**REQUIRED ACTION**
Keeping every line intact, repeat the data word for word.

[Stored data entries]
· · · ·

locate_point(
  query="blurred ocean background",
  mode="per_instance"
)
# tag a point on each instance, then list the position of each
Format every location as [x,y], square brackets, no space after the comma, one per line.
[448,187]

· · · ·

**WRITTEN SOLUTION**
locate_point(
  query="blurred ocean background",
  mode="per_instance"
)
# tag a point on each instance, then list the position of each
Format every location as [x,y], square brackets, no space after the comma, one per line.
[448,187]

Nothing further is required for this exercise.